--- Begin Document excerpt ---
The tendency toward the accumulation of snow on the margins of the snowfields would be intensified not only by the actual storms themselves, but by other conditions. For example, the coldness of the snow would tend to cause prompt condensation of the moisture brought by the winds that blow toward the storm centers from low latitudes. Again, in spite of the general dryness of the air over a snowfield, the lower air contains some moisture due to evaporation from the snow by day during the clear sunny weather of anti-cyclones or highs. Where this is sufficient, the cold surface of the snowfields tends to produce a frozen fog whenever the snowfield is cooled by radiation, as happens at night and during the passage of highs. Such a frozen fog is an effective reflector of solar radiation. Moreover, because ice has only half the specific heat of water, and is much more transparent to heat, such a "radiation fog" composed of ice crystals is a much less effective retainer of heat than clouds or fog made of unfrozen water particles. Shallow fogs of this type are described by several polar expeditions. They clearly retard the melting of the snow and thus help the icefield to grow.
For all these reasons, so long as storminess remained great, the Pleistocene snowfields, according to the solar hypothesis, must have deepened and expanded. In due time some of the snow was converted into glacial ice. When that occurred, the growth of the snowfield as well as of the ice cap must have been accelerated by glacial movement. Under such circumstances, as the ice crowded southward toward the source of the moisture by which it grew, the area of high pressure produced by its low temperature would expand. This would force the storm track southward in spite of the contrary tendency due to the sun. When the ice sheet had become very extensive, the track would be crowded relatively near to the northern margin of the trade-wind belt. Indeed, the Pleistocene ice sheets, at the time of their maximum extension, reached almost as far south as the latitude now marking the northern limit of the trade-wind belt in summer. As the storm track with its frequent low pressure and the subtropical belt with its high pressure were forced nearer and nearer together, the barometric gradient between the two presumably became greater, winds became stronger, and the storms more intense.
This zonal crowding would be of special importance in summer, at which time it would also be most pronounced. In the first place, the storms would be crowded far upon the ice cap which would then be protected from the sun by a cover of fog and cloud more fully than at any other season. Furthermore, the close approach of the trade-wind belt to the storm belt would result in a great increase in the amount of moisture drawn from the belt of evaporation which the trade winds dominate. In the trade-wind belt, clear skies and high temperature make evaporation especially rapid. Indeed, in spite of the vast deserts it is probable that more than three-fourths of the total evaporation now taking place on the earth occurs in the belt of trades, an area which includes about one-half of the earth's surface.
--- End Document excerpt ---
--- Begin Data to use ---
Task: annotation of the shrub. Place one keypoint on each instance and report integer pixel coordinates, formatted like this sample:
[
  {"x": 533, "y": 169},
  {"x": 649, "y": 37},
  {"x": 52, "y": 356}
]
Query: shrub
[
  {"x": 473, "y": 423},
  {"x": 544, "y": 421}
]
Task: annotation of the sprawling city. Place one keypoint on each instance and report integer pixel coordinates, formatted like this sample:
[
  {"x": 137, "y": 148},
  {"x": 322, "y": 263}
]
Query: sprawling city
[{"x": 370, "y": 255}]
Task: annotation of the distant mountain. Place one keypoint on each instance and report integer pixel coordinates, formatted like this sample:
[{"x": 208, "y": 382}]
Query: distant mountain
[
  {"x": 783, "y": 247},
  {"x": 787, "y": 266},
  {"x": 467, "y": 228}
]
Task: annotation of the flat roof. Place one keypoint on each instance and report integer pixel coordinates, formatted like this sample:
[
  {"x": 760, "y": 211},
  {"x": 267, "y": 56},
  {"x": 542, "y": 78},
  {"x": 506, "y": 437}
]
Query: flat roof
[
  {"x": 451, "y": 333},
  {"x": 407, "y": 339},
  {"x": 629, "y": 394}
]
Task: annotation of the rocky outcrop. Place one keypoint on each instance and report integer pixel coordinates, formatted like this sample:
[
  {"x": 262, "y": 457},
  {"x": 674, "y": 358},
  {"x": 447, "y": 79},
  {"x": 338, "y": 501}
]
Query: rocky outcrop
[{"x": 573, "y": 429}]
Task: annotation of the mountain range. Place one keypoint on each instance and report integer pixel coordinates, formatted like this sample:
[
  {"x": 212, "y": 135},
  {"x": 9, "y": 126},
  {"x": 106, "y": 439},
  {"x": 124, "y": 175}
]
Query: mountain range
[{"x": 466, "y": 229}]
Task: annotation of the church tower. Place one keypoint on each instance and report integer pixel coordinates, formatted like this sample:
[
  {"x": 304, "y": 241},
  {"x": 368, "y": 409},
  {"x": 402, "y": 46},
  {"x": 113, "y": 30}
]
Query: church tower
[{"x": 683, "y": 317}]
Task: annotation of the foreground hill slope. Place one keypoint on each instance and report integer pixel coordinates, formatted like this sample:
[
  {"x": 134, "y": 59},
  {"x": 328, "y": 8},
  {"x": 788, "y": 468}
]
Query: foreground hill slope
--- End Data to use ---
--- Begin Data to use ---
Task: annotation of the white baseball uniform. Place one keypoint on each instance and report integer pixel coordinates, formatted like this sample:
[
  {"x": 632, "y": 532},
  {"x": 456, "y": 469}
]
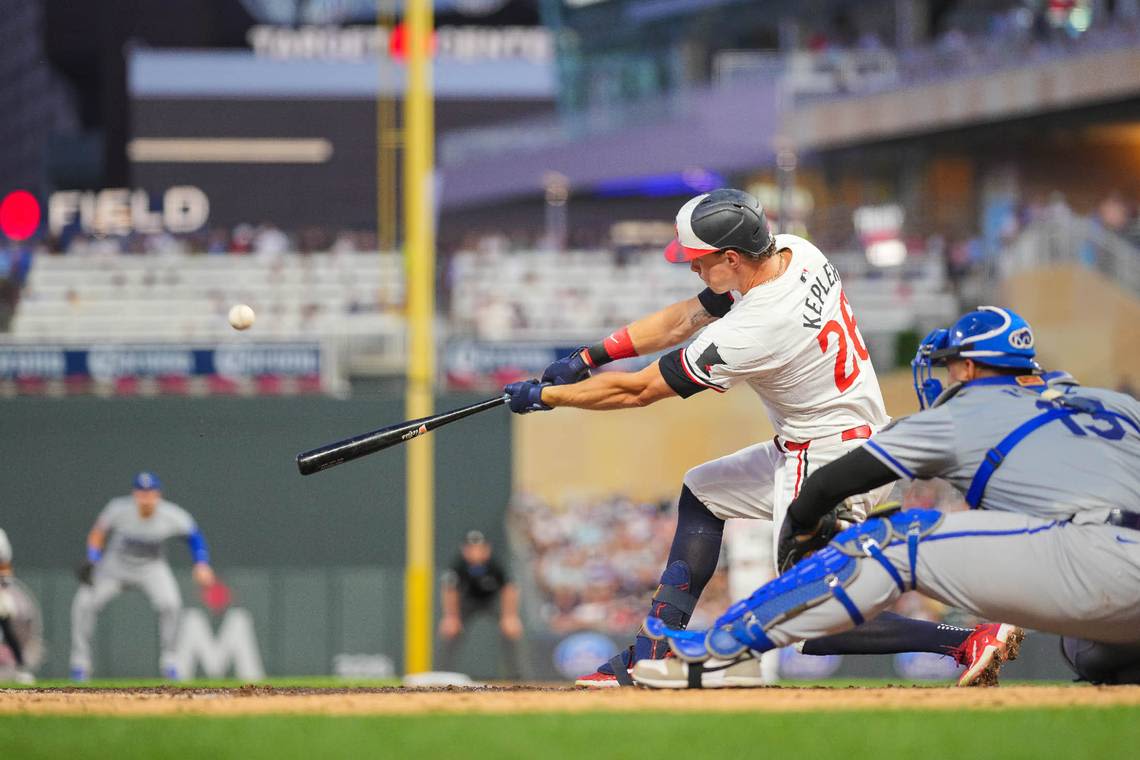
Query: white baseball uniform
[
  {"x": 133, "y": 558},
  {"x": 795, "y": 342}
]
--- End Data to use ---
--- Begin Data to use ---
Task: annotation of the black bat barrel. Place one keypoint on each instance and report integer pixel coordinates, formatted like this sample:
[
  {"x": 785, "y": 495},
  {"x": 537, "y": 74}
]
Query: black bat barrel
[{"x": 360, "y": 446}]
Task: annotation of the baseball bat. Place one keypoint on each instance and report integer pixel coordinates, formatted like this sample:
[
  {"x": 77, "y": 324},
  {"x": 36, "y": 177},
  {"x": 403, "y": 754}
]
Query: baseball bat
--- End Data to use ---
Goal 1:
Return each line of the records that contains the string "barrel", matching case exactly.
Goal 2:
Extend the passage on Pleistocene snowfields and storm tracks, picking up right after its last sentence.

Task result 1:
Task: annotation of the black bat barrel. Place one keypoint on each instance and report integer pixel coordinates, formatted like this sample:
Query: black bat barrel

Task result 2:
The agency which could produce this increased drawing northward of moisture from the trade-wind belt would be the winds blowing into the lows. According to the cyclonic hypothesis, many of these lows would be so strong that they would temporarily break down the subtropical belt of high pressure which now usually prevails between the trades and the zone of westerly winds. This belt is even now often broken by tropical cyclones. If the storms of more northerly regions temporarily destroyed the subtropical high-pressure belt, even though they still remained on its northern side, they would divert part of the trade winds. Hence the air which now is carried obliquely equatorward by those winds would be carried spirally northward into the cyclonic lows. Precipitation in the storm track on the margin of the relatively cold ice sheet would thus be much increased, for most winds from low latitudes carry abundant moisture. Such a diversion of moisture from low latitudes probably explains the deficiency of precipitation along the heat equator at times of solar activity, as shown in Fig. 3. Taken as a whole, the summer conditions, according to the cyclonic hypothesis, would be such that increased evaporation in low latitudes would coöperate with increased storminess, cloudiness, and fog in higher latitudes to preserve and increase the accumulation of ice upon the borders of the ice sheet. The greater the storminess, the more this would be true and the more the ice sheet would be able to hold its own against melting in summer. Such a combination of precipitation and of protection from the sun is especially important if an ice sheet is to grow.
The meteorologist needs no geologic evidence that the storm track was shoved equatorward by the growth of the ice sheet, for he observes a similar shifting whenever a winter's snow cap occupies part of the normal storm tract. The geologist, however, may welcome geologic evidence that such an extreme shift of the storm track actually occurred during the Pleistocene. Harmer, in 1901, first pointed out the evidence which was repeated with approval by Wright of the Ireland Geological Survey in 1914.[42] According to these authorities, numerous boulders of a distinctive chalk were deposited by Pleistocene icebergs along the coast of Ireland. Their distribution shows that at the time of maximum glaciation the strong winds along the south coast of Ireland were from the northeast while today they are from the southwest. Such a reversal could apparently be produced only by a southward shift of the center of the main storm track from its present position in northern Ireland, Scotland, and Norway to a position across northern France, central Germany, and middle Russia. This would mean that while now the centers of the lows commonly move northeastward a short distance north of southern Ireland, they formerly moved eastward a short distance south of Ireland. It will be recalled that in the northern hemisphere the winds spiral into a low counter-clockwise and that they are strongest near the center. When the centers pass not far north of a given point, the strong winds therefore blow from the west or southwest, while when the centers pass just south of that point, the strong winds come from the east or northeast.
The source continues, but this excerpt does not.